■ **EXERCISE TASK**
Please reproduce all of the material below word for word, leaving out the pictures.
[START DATA SUPPLIED]
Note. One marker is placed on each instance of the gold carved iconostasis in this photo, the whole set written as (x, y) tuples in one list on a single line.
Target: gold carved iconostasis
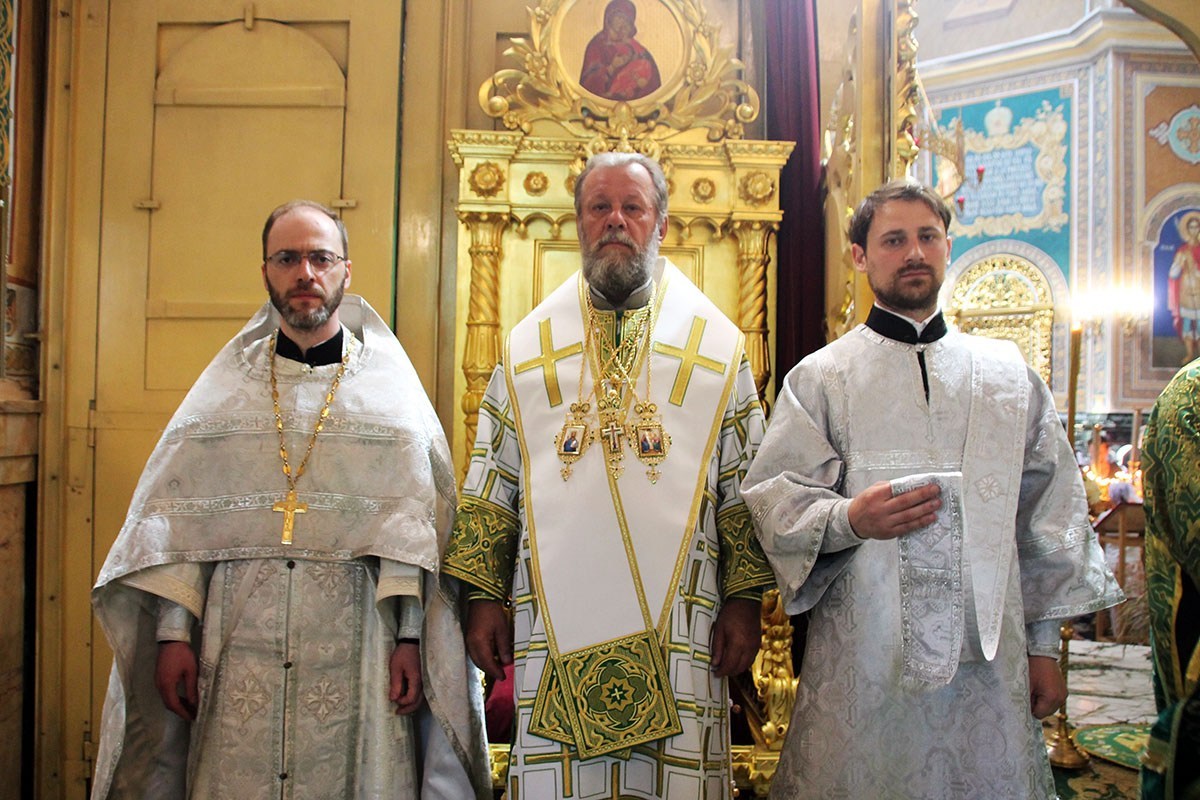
[(653, 77), (687, 107)]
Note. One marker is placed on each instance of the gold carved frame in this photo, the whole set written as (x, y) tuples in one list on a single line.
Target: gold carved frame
[(517, 236)]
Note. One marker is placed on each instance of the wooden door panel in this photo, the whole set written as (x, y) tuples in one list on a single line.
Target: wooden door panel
[(208, 125)]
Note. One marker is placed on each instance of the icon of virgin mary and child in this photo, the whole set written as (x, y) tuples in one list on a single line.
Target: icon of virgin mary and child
[(617, 66)]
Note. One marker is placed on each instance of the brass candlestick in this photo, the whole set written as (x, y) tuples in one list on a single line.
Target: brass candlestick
[(1061, 746)]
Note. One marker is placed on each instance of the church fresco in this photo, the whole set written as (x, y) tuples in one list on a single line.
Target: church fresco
[(1017, 170), (1176, 264)]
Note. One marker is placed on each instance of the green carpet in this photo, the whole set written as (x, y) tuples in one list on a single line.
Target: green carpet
[(1121, 744), (1113, 771)]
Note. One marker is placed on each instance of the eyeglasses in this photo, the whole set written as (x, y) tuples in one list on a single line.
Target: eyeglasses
[(318, 259)]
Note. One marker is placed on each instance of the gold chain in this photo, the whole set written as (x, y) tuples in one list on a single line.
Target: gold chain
[(622, 359), (292, 506)]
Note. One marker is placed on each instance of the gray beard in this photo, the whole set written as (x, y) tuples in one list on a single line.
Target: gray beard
[(617, 275), (307, 320)]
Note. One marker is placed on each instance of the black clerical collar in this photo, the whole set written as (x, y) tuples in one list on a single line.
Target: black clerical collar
[(901, 329), (328, 352), (636, 299)]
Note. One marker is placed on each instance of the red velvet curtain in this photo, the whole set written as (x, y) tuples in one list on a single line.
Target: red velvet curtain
[(793, 114)]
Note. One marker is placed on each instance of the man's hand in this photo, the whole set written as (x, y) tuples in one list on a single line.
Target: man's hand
[(489, 637), (174, 675), (736, 636), (875, 513), (1048, 690), (405, 671)]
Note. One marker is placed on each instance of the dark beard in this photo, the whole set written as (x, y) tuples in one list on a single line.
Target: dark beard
[(307, 320), (617, 275), (916, 299)]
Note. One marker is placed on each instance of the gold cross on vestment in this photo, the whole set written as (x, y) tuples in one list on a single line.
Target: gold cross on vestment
[(549, 358), (689, 359), (612, 434), (291, 507)]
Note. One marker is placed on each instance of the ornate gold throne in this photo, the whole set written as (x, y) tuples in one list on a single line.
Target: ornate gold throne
[(517, 239)]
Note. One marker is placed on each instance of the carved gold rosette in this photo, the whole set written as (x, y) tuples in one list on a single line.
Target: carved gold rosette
[(1007, 298)]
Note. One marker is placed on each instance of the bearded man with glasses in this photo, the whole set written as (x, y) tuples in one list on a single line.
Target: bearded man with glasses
[(277, 620)]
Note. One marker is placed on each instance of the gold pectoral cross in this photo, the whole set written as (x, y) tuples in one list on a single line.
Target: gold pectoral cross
[(289, 507), (612, 432)]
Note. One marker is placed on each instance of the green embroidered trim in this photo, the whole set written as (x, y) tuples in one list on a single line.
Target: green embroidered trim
[(483, 546), (744, 565), (621, 695), (550, 715)]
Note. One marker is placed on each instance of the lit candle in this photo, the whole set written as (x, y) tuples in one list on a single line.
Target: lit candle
[(1134, 435), (1077, 334)]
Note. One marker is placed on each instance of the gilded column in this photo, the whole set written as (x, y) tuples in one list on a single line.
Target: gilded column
[(483, 348), (753, 257)]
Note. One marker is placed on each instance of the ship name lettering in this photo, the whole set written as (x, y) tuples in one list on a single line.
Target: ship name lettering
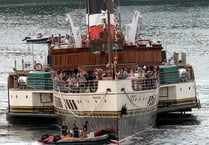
[(96, 97)]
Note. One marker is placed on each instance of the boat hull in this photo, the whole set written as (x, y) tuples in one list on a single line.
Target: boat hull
[(123, 125)]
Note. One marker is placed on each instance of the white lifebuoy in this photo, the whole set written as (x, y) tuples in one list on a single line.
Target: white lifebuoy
[(38, 67)]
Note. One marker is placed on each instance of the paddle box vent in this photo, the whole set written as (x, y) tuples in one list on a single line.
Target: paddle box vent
[(39, 80), (169, 74)]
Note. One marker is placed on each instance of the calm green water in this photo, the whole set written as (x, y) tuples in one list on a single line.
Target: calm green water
[(179, 25)]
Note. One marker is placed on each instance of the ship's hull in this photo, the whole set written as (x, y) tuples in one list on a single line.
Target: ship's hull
[(123, 126), (126, 113)]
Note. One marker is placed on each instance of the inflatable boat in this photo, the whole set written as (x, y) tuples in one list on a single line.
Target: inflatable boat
[(97, 137)]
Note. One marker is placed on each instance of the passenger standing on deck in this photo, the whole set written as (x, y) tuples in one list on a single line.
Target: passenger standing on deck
[(75, 131), (64, 129), (85, 129)]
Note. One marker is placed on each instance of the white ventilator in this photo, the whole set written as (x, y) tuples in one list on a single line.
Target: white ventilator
[(75, 31), (131, 29)]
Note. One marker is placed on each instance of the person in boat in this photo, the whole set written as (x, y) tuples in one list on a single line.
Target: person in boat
[(64, 129), (75, 131), (85, 128)]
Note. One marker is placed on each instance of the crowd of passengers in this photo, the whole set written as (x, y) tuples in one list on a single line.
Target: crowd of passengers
[(77, 81)]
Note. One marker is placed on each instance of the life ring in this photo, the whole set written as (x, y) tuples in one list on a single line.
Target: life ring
[(38, 67)]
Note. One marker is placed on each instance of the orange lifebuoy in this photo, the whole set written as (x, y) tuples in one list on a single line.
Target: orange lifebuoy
[(38, 67)]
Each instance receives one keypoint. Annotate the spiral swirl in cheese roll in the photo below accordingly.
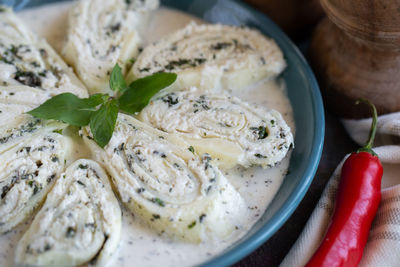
(228, 128)
(212, 57)
(31, 157)
(27, 60)
(170, 188)
(102, 33)
(18, 99)
(79, 223)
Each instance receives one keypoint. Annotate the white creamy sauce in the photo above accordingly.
(139, 245)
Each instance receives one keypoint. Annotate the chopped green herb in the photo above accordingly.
(257, 155)
(70, 232)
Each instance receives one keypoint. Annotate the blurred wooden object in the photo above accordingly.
(356, 54)
(293, 16)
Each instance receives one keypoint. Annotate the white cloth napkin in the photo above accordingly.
(383, 246)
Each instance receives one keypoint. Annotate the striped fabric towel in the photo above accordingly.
(383, 246)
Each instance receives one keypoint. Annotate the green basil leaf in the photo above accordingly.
(69, 108)
(139, 92)
(102, 123)
(117, 82)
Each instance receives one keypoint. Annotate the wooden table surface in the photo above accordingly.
(337, 144)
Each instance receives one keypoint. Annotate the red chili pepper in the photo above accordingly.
(357, 201)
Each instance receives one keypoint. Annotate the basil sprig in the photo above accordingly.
(100, 111)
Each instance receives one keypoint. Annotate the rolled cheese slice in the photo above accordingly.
(18, 99)
(212, 57)
(229, 129)
(28, 60)
(32, 155)
(80, 222)
(102, 33)
(171, 189)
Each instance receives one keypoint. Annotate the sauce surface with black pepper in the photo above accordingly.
(256, 185)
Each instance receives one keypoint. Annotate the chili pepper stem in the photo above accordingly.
(372, 133)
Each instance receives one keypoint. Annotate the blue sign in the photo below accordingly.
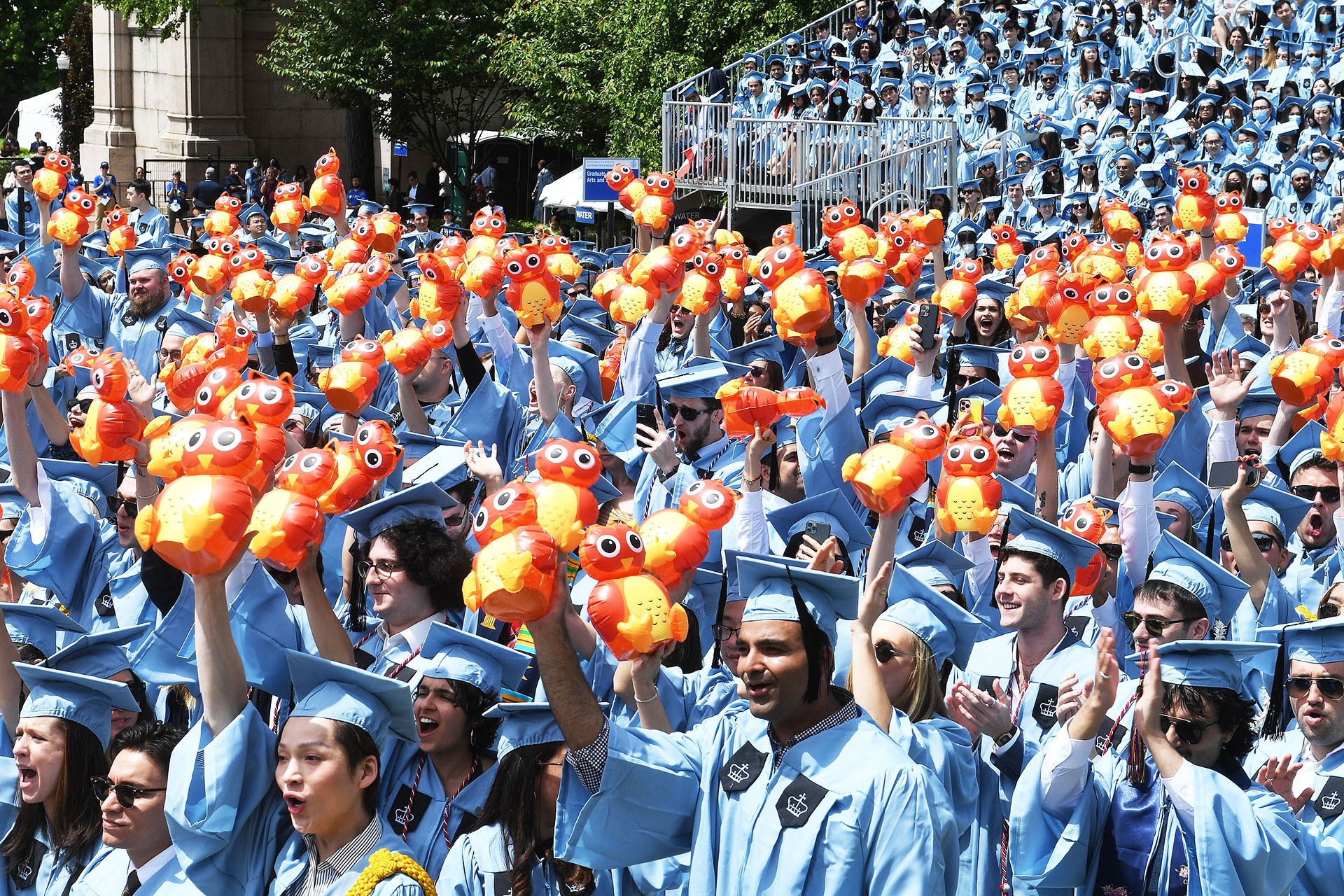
[END DATA SUPPLIED]
■ **CORRECT RESPONSE**
Note. One marker is placed on each instance of the gold carved iconostasis in this photo, the whole set written as (x, y) tuples in one list on a single line.
Target: gold carved iconostasis
[(653, 77), (687, 107)]
Note. One marker is placed on each instance of the gold carved frame in this photo, the whole set written as (x, y) tuples in one list on a single line.
Target: gold carved frame
[(517, 236)]
Note. One marker is placed on each instance of the wooden door panel in this photo, the whole set written as (x, y) tuples in one list on a single line.
Target: wooden door panel
[(208, 125)]
Note. One marker is placed on each instance of the icon of virgin mary and child in this photo, the whole set written as (x, y) tuples in one list on a single line.
Target: icon of virgin mary and child
[(617, 66)]
Note. One marker is placed on each instance of the brass candlestick in this photo, the whole set written as (x, y) tuples in one list on a single line.
Target: brass candlestick
[(1061, 746)]
Note. One marker is placed on each instance of the church fresco in this photo, the whole set written as (x, y) tuples in one list on a single line.
Target: church fresco
[(1017, 170), (1176, 264)]
Note. One marker is placed on each instance of the green carpet in this photo, the whole set written as (x, y) tuples in one list on a single line.
Target: green carpet
[(1121, 744), (1113, 771)]
Note. One marker is placed on each instance of the eyeglasses in this photo, the whole set written as (x, y) tuples in one list on a single line.
Target: eyeglasses
[(318, 259)]
Note. One marker is placed on each instance of the gold chain in this photo, the whole set written as (x, y) tuples in one list on a single line.
Target: gold chain
[(622, 359), (292, 506)]
Note. One marker is placed on each instance of the gray beard in this photo, the whole set written as (x, y) tuples in one list on a single line.
Target: gray beard
[(617, 275), (307, 320)]
Note. One marker is placed on each instance of the black clerical collar in this photo, the whole set written as (x, y) tuples in one list on a single line.
Target: black clerical collar
[(901, 329), (328, 352), (636, 299)]
Note. One marker is placed on each instance of the red velvet curtain in this photo, the whole set written as (x, y) tuples in one list on a single line.
Target: red velvet curtain
[(793, 114)]
Note. One marker is placed on each instance of the man's hand in this photo, the whole set written as (x, y) tuples in one list on a single line.
Target: man's hand
[(489, 637), (174, 675), (736, 636), (875, 513), (1048, 690), (405, 671)]
Note. One marker is placed on each instance of the dark beard in this photo, the whole set written as (x, y) tuples in one list on a single line.
Target: dark beard
[(307, 320), (617, 275), (916, 299)]
Note. One marker is placed on each instance of the gold cross on vestment in this photo, the whole set written as (x, y) tuples in one list on a single line.
Target: gold cross on vestment
[(549, 358), (689, 359), (612, 434), (291, 507)]
Note. One marker is placed on each instance of the ornate gold throne in this photo, the whole set written as (x, y) tuples in one list on a single line.
Target: ornate gold throne
[(517, 239)]
Note. One marker is placed on each instance of the carved gold rosette in this photo, the whole set written as (x, y) tuples in one list on a single line.
Target: carved gold rosette
[(1007, 298)]
Note. One marker is placed on each instance of the bearded man with glasses in this photo, the whole set written as (x, y) tuples in one list on a single line.
Target: bearded man with glasses
[(277, 620)]
Note. One marker is placed on each instance of the gold pectoral cross in this photo, the whole set written as (x, y) tuples in one list on a single line.
Target: gold pectoral cross
[(289, 507), (612, 432)]
Note. One marker is placed on each instance of the green embroidered trim in this photo, the whole set written as (x, y) tuples in one list on a single line.
Target: green embroidered trim
[(483, 546), (744, 565), (621, 695), (550, 715)]
Note. One marker is placed on each instance of the lit candle in this photo, the whole set written as (x, y) tuples in one list on a single line.
Target: lit candle
[(1134, 435), (1077, 334)]
Note. One marker is placed on each instance of the gilded column in this photo, the whole set written as (x, y) tuples in one list on a single line.
Target: gilded column
[(483, 348), (753, 257)]
Note. One marker is placed on each instance of the ship name lettering in this photo, the whole set written as (x, y) tuples in one list on a single line.
Target: ship name lettering
[(96, 97)]
Note. One marker is placed on each instance of the boat hull in this photo, the whole set written as (x, y) tuples in one list on a single line.
Target: boat hull
[(123, 125)]
Note. One marker is placed on each instance of the white lifebuoy in this photo, the whole set written as (x, y) tuples in one list on a single line.
Target: white lifebuoy
[(38, 67)]
Note. One marker is placed on each instance of the paddle box vent in this photo, the whole set written as (x, y) tuples in one list on a single line.
Target: paddle box vent
[(39, 80), (169, 74)]
Note. One marker is placed on each instance of the calm green water in this photo, the whole set written as (x, y) tuples in one list on a single line.
Target: calm green water
[(179, 25)]
Note. One marker is placed on each instance of the ship's hull in this photo, the whole set written as (x, y) tuples in one list on a single line.
Target: ship's hull
[(123, 126), (126, 113)]
Note. One marker is placed on each instance of the inflatable boat in this photo, the whole set written as (x, y) tuples in one list on a single line.
Target: inflatable boat
[(97, 137)]
Note. One marker is placed on each instance of the passenger standing on deck in this photo, the whole set written as (x, y) tuples in one list on a single line.
Target: passenger standing on deck
[(75, 131), (64, 129), (85, 129)]
Note. One marker is placed on each instance of the white ventilator in this photo, the whole set written as (x, y) tuples in one list on a single line.
Target: white ventilator
[(75, 31), (131, 29)]
Note. One marker is placed on each instance of the person in boat in this photo, the whole set written as (x, y) tuples in one list on a single line.
Target: person in boat
[(64, 129), (75, 131), (85, 128)]
Note. One marker is placed on each instance of the crowd of passengers in this photo, the whole set written as (x, y) tuples in one list on a single line.
Target: crowd of passengers
[(77, 81)]
Note. One marker is placed on each instance of the life ring in this photo, the whole set written as (x, y) tuples in one list on a single line.
Target: life ring
[(38, 67)]
Note. One marker is placed on each instance of the orange lifebuoy in this photo, the whole set written as (x, y) tuples in one list on a single line.
Target: orange lifebuoy
[(38, 67)]
Each instance receives one keypoint. Annotate the spiral swirl in cheese roll in the photo below accordingly.
(228, 128)
(212, 57)
(31, 157)
(27, 60)
(170, 188)
(102, 33)
(18, 99)
(79, 223)
Each instance receives one keypoint. Annotate the white creamy sauce in the photo above accordingly.
(139, 245)
Each instance receives one keypoint. Annotate the chopped green herb in the photo above accordingly.
(257, 155)
(70, 232)
Each instance receives one keypoint. Annotate the blurred wooden object in the photo above accordingly.
(356, 54)
(293, 16)
Each instance receives one keypoint. Annotate the white cloth napkin in the photo above accordingly.
(383, 246)
Each instance receives one keypoint. Annotate the striped fabric towel in the photo above accordingly.
(383, 246)
Each instance receives one keypoint. Annotate the green basil leaf in the photo above accordingly.
(69, 108)
(139, 92)
(102, 123)
(117, 82)
Each instance receives one keypoint. Annotate the wooden table surface in the photo above accordingly.
(337, 144)
Each instance receives one keypoint. Annotate the red chili pepper in the photo above accordingly.
(357, 201)
Each instance receives one keypoint. Annotate the basil sprig in the photo above accordingly.
(100, 111)
Each instance receives one keypoint. Annotate the rolled cheese slice in the photo above accordingly.
(18, 99)
(212, 57)
(229, 129)
(28, 60)
(32, 155)
(80, 222)
(102, 33)
(171, 189)
Each instance receives one keypoint. Annotate the sauce surface with black pepper in the photo above accordingly.
(256, 185)
Each instance receives one keypoint. Annotate the chili pepper stem in the photo above accordingly.
(372, 133)
Each instance receives one keypoint. Annotate the blue sign in the photo below accordingly.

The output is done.